**TASK**
The records below need to come back exactly as they are, pictures omitted.
··· TASK INPUT ···
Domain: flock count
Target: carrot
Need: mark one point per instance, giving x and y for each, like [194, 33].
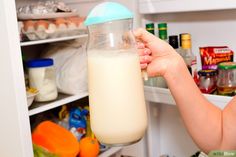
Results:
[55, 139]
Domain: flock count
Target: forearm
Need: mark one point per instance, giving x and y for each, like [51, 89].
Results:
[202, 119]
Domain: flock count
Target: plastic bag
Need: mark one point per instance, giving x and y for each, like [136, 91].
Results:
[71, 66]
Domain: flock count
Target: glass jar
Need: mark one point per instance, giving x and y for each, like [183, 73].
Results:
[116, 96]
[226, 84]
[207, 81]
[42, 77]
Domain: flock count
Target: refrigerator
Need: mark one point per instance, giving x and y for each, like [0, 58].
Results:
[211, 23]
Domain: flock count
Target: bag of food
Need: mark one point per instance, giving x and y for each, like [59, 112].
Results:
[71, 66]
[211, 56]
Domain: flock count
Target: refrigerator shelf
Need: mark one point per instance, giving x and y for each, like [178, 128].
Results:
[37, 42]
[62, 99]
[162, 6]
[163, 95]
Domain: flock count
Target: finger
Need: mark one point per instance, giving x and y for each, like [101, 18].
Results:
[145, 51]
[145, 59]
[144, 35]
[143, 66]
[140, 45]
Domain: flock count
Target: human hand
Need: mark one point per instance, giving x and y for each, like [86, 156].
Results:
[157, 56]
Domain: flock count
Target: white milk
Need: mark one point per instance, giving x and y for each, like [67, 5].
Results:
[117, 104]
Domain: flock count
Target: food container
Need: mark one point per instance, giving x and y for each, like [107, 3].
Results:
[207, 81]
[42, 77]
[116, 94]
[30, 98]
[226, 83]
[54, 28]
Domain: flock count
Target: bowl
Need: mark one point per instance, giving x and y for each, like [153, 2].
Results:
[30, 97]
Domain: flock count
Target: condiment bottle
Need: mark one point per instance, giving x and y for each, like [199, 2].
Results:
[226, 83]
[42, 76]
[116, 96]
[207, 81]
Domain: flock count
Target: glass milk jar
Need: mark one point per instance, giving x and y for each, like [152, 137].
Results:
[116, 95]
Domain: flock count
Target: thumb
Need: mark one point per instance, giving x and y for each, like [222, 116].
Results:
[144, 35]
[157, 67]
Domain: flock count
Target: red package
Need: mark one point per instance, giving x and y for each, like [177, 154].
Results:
···
**OUTPUT OF THE TASK**
Domain: flock count
Target: carrot
Need: mark one point per instance, giving x and y for each, like [194, 33].
Results:
[55, 139]
Domain: flock count
Target: forearm
Need: mark one point per instance, giving x and y for each, like [51, 89].
Results:
[202, 119]
Domain: flock count
Target: plastic bag
Need: mark one point per instance, giving x and y for each, like [136, 91].
Results:
[71, 66]
Domain: flock count
Target: glass jar
Need: mark one point per instance, giving x and y for each, like [183, 73].
Results:
[116, 96]
[226, 84]
[207, 81]
[42, 77]
Domain: flock count
Target: refrigerator
Need: mark one point per instance, giving x and y for each, like [0, 58].
Results:
[211, 23]
Domain: flock count
Target: bag of food
Need: mark one point per instance, giving x and y for each, like [59, 112].
Results:
[71, 66]
[211, 56]
Domain: flock count
Target: refrigerator shelf
Need: mark one point per instance, giving x and y for each, like [178, 128].
Results:
[37, 42]
[62, 99]
[162, 6]
[163, 95]
Domain: flock count
Target: finger
Need: mark one point per instance, giving x and y for each, like [101, 18].
Results:
[145, 51]
[145, 59]
[144, 35]
[143, 66]
[140, 45]
Domain: flock count
Target: human hand
Need: mark one point per instance, giving x and y for each, like [86, 156].
Results:
[157, 56]
Domain: flock count
Target: white milk
Need: mark one point per instance, giving x and y for each, like [67, 5].
Results:
[117, 104]
Domain: flock count
Target: food container
Need: mark one point per instance, giving x and y for each, like [107, 3].
Results:
[207, 81]
[42, 77]
[116, 94]
[30, 98]
[226, 83]
[54, 28]
Domain: flock count
Target: bowl
Need: mark one point per instance, giving x and y for each, like [153, 2].
Results:
[30, 97]
Domain: flock count
Target: condiment bottle
Need: mark one point per instance, giving x and y for each, like [199, 2].
Results:
[226, 83]
[42, 76]
[116, 96]
[207, 81]
Domain: flock count
Target: glass milk jar
Need: mark one point per instance, giving x and y for each, like [152, 137].
Results:
[116, 95]
Domain: flock count
Target: thumb
Need: mark one point per instance, giving x and y for each, like [222, 116].
Results:
[144, 35]
[157, 67]
Domain: flock count
Target: red package
Need: mark one point per instance, giving x and y for each, like [177, 154].
Results:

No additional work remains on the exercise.